• Problem to solve
In the nvme_sysctl.c history log, how long does Linux's separate admin queue timeout last?

• Reading passage
»»

History log of /freebsd-current/sys/dev/nvme/nvme_sysctl.c
Revision Date Author Comments
# 8d6c0743 06-Nov-2023 Alexander Motin <mav@FreeBSD.org>

nvme: Introduce longer timeouts for admin queue

KIOXIA CD8 SSDs routinely take ~25 seconds to delete non-empty
namespace. In some cases like hot-plug it takes longer, triggering
timeout and controller resets after just 30 seconds. Linux for many
years has separate 60 seconds timeout for admin queue. This patch
does the same. And it is good to be consistent.

Sponsored by: iXsystems, Inc.
Reviewed by: imp
MFC after: 1 week
Differential Revision: https://reviews.freebsd.org/D42454


# 8052b01e 25-Aug-2023 Warner Losh <imp@FreeBSD.org>

nvme: Add exclusion for ISR

Add a basically uncontended spinlock that we take out while the ISR is
running. This has two effects: First, when we get a timeout, we can
safely call the nvme_qpair_process_completions w/o racing any ISRs.

««

• Dataset entries

»»

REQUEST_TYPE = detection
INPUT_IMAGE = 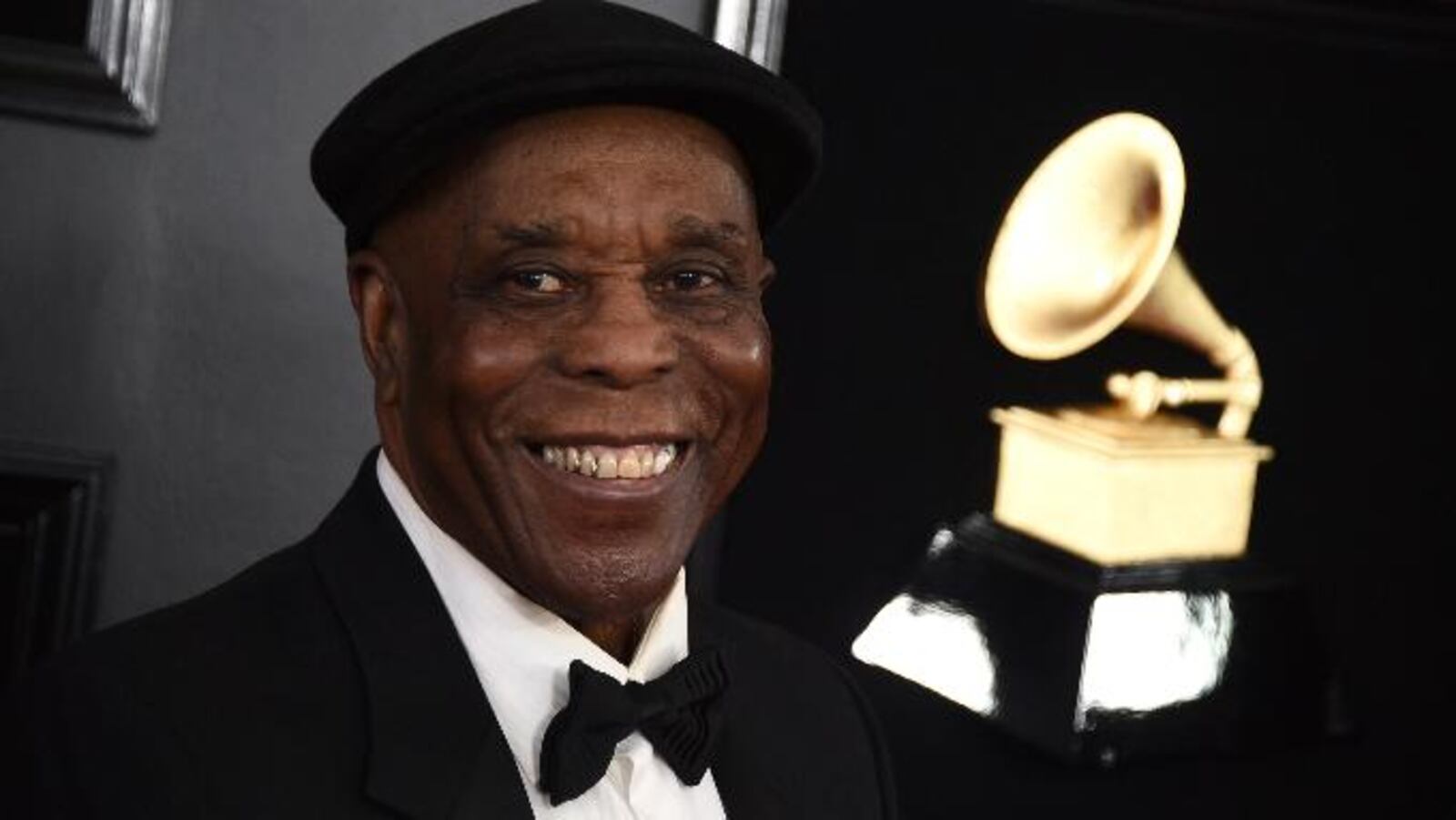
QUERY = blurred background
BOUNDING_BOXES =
[0,0,1456,817]
[721,0,1456,817]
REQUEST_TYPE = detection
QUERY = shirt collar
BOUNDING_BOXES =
[377,450,687,788]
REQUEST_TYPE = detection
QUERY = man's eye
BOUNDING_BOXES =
[665,268,723,293]
[510,269,566,293]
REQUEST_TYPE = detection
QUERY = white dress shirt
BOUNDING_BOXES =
[377,450,723,820]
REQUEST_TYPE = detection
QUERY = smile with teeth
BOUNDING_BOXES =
[541,444,677,480]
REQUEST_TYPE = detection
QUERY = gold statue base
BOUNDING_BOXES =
[992,405,1272,565]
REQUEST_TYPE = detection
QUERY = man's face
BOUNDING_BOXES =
[351,106,772,622]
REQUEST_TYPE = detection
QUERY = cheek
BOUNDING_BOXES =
[701,315,774,471]
[430,322,546,437]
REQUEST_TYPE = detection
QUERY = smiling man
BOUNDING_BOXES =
[0,0,893,820]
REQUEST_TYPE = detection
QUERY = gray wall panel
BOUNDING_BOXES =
[0,0,711,623]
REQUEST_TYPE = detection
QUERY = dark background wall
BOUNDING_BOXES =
[0,0,708,625]
[723,0,1456,817]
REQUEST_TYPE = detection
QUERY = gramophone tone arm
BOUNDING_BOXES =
[1107,330,1264,439]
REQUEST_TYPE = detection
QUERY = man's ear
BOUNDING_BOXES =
[348,248,406,405]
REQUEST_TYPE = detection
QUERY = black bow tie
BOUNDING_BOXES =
[541,650,728,805]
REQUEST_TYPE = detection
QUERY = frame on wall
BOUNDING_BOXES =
[713,0,789,73]
[0,440,112,689]
[0,0,172,131]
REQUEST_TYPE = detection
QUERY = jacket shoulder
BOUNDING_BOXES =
[690,602,895,818]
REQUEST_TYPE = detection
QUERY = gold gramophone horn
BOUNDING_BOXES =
[986,112,1262,439]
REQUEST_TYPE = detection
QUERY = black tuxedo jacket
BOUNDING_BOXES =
[0,458,894,820]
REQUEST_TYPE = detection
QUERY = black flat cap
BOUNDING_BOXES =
[311,0,821,250]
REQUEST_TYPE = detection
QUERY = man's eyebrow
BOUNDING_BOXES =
[492,220,566,248]
[668,216,748,252]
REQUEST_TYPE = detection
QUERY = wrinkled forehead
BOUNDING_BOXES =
[431,105,757,238]
[381,105,762,258]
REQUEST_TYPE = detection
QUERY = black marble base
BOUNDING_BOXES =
[854,514,1349,766]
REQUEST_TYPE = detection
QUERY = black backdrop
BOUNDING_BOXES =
[719,0,1456,817]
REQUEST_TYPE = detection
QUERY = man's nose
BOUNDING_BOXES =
[561,284,679,389]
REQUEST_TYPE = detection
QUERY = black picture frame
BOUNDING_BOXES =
[0,0,172,133]
[0,440,112,689]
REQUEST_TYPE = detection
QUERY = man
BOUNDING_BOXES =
[7,0,893,818]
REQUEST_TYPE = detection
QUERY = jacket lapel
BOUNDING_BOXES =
[687,599,796,820]
[310,450,531,820]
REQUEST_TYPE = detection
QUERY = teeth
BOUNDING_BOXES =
[541,444,677,480]
[617,453,642,478]
[597,453,617,478]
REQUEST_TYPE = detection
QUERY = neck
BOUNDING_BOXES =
[572,616,646,665]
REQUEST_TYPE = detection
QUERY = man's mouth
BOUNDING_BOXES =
[531,441,686,481]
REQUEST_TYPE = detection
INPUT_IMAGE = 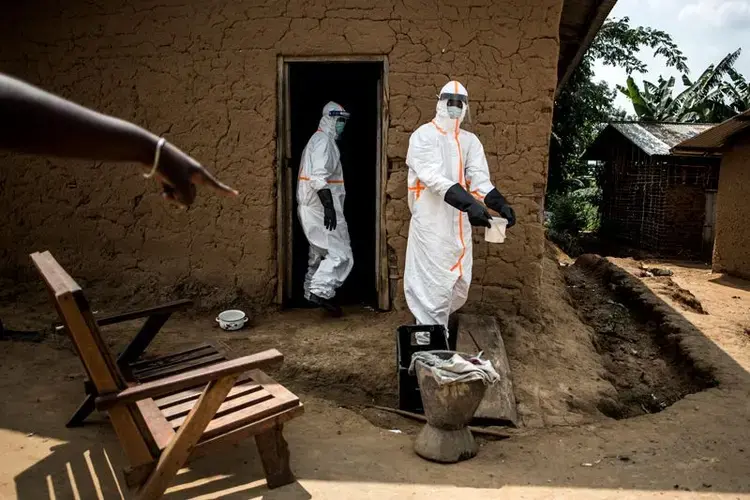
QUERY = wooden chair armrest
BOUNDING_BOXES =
[96,349,284,410]
[54,299,193,331]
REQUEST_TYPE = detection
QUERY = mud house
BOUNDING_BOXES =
[0,0,615,311]
[673,110,750,279]
[585,122,719,258]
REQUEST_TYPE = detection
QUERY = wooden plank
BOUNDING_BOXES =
[375,58,391,311]
[135,354,226,383]
[458,314,518,426]
[456,315,480,355]
[32,252,153,466]
[137,374,239,500]
[130,344,219,372]
[154,373,260,410]
[136,399,174,450]
[203,386,299,439]
[161,384,273,422]
[191,404,304,458]
[96,349,284,409]
[96,299,193,326]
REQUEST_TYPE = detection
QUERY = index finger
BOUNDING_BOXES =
[192,168,239,196]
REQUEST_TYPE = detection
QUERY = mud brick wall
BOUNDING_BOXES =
[713,139,750,279]
[0,0,562,311]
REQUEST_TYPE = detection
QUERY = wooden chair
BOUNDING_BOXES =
[31,252,303,499]
[54,300,209,427]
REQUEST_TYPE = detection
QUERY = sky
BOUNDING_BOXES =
[595,0,750,114]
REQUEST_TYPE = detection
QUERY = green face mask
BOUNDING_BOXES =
[336,121,346,135]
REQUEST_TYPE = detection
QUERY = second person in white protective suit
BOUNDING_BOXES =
[297,102,354,315]
[404,81,516,331]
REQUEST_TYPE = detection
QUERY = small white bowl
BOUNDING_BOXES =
[484,217,508,243]
[216,309,247,332]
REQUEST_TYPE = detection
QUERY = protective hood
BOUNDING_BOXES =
[435,80,469,132]
[318,101,352,139]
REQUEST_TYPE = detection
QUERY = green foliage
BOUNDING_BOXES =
[618,49,750,123]
[546,187,601,256]
[547,188,599,234]
[547,17,687,195]
[586,17,689,75]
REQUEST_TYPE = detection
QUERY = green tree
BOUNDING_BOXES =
[547,17,688,194]
[618,49,750,123]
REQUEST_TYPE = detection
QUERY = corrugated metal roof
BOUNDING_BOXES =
[555,0,617,97]
[672,109,750,154]
[610,122,714,156]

««

• Solution
60 seconds.